From the entries below, copy every line that holds the word "positive".

## DATA SHOWN
= = = =
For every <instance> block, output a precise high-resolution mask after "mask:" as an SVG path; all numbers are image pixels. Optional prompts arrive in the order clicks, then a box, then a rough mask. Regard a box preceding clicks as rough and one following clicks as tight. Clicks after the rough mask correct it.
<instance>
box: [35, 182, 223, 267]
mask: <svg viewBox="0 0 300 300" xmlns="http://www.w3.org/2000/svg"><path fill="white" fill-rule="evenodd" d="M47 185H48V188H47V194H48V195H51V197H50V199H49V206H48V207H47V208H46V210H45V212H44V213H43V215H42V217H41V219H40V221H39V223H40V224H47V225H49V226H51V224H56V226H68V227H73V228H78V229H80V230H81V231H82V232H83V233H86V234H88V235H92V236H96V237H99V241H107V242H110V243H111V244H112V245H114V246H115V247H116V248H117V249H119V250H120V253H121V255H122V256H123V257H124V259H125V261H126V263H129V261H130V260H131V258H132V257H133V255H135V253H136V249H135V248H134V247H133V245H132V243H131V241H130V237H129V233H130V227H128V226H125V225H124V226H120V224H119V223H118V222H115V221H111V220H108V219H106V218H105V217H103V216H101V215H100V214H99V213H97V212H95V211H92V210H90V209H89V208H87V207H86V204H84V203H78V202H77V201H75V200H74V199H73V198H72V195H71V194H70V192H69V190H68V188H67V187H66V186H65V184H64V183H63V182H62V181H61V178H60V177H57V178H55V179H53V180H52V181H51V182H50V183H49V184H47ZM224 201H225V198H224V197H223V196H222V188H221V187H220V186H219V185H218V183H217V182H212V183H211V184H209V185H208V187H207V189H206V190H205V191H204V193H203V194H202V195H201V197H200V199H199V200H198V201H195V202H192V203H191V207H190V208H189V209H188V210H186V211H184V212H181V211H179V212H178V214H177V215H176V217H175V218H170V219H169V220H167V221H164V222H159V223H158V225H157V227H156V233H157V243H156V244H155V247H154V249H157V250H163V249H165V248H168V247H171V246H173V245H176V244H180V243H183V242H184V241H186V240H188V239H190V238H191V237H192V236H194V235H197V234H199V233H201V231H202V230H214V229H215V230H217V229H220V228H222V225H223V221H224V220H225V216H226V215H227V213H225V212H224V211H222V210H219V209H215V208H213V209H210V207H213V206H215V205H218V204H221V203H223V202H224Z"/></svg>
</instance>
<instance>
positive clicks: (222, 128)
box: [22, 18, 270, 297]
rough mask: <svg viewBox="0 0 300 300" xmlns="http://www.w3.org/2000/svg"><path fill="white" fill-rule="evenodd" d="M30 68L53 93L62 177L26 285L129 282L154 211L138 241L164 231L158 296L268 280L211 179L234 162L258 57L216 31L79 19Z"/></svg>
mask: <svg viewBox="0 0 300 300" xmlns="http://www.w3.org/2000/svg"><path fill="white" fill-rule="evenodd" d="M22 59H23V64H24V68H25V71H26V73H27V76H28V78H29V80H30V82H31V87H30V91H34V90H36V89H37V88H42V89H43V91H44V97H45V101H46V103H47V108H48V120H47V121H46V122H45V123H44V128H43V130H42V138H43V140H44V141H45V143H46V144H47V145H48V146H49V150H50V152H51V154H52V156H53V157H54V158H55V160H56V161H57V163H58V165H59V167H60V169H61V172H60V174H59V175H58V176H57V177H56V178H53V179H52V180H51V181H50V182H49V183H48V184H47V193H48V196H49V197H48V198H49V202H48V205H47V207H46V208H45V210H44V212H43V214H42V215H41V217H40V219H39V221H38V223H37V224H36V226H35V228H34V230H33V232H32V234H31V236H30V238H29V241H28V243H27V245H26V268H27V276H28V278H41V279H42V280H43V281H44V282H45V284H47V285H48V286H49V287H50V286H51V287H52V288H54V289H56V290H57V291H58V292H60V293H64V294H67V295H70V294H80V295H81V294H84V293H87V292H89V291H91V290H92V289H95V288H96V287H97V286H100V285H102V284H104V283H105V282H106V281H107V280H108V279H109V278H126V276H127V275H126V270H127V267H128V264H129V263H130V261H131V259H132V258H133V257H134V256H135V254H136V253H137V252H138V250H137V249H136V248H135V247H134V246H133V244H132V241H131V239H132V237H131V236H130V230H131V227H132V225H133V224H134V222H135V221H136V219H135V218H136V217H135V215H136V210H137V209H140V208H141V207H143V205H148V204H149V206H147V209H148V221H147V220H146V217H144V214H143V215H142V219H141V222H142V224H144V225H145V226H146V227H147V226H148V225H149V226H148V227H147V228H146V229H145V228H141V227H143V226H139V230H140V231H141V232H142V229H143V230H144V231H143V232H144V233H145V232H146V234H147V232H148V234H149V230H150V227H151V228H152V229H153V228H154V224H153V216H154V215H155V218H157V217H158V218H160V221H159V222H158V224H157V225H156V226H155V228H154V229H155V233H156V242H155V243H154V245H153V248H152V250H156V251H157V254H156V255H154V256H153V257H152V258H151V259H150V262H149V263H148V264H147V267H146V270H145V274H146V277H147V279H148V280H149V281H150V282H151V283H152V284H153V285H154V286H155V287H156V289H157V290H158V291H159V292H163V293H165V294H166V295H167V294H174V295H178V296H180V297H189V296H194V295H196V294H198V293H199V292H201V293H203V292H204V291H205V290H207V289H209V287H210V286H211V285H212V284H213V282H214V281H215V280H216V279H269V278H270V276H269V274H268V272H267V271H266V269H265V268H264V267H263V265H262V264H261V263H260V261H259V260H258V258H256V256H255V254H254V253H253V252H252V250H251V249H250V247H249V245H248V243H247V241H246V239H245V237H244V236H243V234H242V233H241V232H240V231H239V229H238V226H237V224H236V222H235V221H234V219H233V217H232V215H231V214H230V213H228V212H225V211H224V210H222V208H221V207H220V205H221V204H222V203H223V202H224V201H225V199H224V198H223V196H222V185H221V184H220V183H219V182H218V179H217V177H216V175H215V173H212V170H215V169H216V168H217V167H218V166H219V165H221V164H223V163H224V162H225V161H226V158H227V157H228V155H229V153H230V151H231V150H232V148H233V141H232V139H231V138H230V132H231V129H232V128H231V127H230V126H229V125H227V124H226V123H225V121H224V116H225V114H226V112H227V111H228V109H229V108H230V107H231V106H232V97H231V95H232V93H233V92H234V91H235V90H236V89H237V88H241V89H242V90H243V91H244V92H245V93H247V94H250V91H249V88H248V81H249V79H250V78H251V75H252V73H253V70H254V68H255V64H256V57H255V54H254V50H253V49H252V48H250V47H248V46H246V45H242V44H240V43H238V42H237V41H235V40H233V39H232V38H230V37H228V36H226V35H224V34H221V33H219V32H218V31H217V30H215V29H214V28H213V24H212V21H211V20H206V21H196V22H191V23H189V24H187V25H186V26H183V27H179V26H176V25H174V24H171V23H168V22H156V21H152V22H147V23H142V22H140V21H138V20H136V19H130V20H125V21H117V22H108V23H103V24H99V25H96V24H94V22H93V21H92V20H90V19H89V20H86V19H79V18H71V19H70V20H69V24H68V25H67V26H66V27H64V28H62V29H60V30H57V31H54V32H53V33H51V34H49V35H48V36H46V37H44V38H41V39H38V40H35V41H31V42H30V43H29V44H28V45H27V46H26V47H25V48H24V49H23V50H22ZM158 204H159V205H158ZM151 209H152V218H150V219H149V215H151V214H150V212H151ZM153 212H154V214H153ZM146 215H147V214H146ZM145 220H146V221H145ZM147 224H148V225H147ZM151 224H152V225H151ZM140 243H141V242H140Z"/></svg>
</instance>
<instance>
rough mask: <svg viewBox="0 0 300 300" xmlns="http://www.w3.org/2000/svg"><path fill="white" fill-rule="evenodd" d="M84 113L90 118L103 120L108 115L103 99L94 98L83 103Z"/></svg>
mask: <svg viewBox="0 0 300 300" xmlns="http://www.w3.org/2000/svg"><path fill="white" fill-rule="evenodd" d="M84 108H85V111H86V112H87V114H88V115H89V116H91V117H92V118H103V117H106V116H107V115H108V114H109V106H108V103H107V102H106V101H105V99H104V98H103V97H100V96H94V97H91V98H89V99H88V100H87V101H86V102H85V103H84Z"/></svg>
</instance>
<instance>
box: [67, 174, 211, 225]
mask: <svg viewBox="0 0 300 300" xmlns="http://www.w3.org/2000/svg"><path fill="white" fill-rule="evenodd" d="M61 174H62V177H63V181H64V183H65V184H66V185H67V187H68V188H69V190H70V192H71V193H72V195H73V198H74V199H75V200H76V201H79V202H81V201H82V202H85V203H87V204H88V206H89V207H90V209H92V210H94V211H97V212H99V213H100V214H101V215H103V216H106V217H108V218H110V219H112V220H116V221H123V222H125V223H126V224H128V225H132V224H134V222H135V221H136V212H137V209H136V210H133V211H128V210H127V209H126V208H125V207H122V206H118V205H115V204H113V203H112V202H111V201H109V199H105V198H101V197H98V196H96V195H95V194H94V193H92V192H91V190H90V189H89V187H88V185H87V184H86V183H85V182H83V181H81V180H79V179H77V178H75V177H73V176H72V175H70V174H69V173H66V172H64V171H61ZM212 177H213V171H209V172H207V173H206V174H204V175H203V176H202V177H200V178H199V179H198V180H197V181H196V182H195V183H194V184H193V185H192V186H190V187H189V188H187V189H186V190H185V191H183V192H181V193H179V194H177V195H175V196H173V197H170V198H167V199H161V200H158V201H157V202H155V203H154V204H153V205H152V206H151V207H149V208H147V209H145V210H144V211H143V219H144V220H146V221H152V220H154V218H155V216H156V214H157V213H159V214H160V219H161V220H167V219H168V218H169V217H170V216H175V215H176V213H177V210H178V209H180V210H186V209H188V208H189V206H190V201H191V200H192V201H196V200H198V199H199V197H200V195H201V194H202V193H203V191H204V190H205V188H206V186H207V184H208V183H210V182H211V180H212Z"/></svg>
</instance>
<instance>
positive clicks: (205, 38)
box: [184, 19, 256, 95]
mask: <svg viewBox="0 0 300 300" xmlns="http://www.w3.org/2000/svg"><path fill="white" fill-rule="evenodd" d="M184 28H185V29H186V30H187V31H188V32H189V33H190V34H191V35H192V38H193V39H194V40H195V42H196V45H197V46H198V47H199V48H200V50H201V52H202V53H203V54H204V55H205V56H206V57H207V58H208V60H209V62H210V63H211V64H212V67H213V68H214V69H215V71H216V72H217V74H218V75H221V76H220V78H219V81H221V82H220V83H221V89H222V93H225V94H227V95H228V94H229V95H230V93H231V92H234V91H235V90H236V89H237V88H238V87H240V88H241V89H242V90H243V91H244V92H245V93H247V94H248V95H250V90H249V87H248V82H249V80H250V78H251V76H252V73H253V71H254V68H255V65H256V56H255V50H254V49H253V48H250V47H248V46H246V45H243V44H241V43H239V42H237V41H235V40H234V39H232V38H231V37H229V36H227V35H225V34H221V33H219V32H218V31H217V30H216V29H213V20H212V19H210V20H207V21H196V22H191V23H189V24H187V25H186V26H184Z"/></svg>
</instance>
= = = =
## TASK RESPONSE
positive clicks: (222, 128)
positive clicks: (205, 38)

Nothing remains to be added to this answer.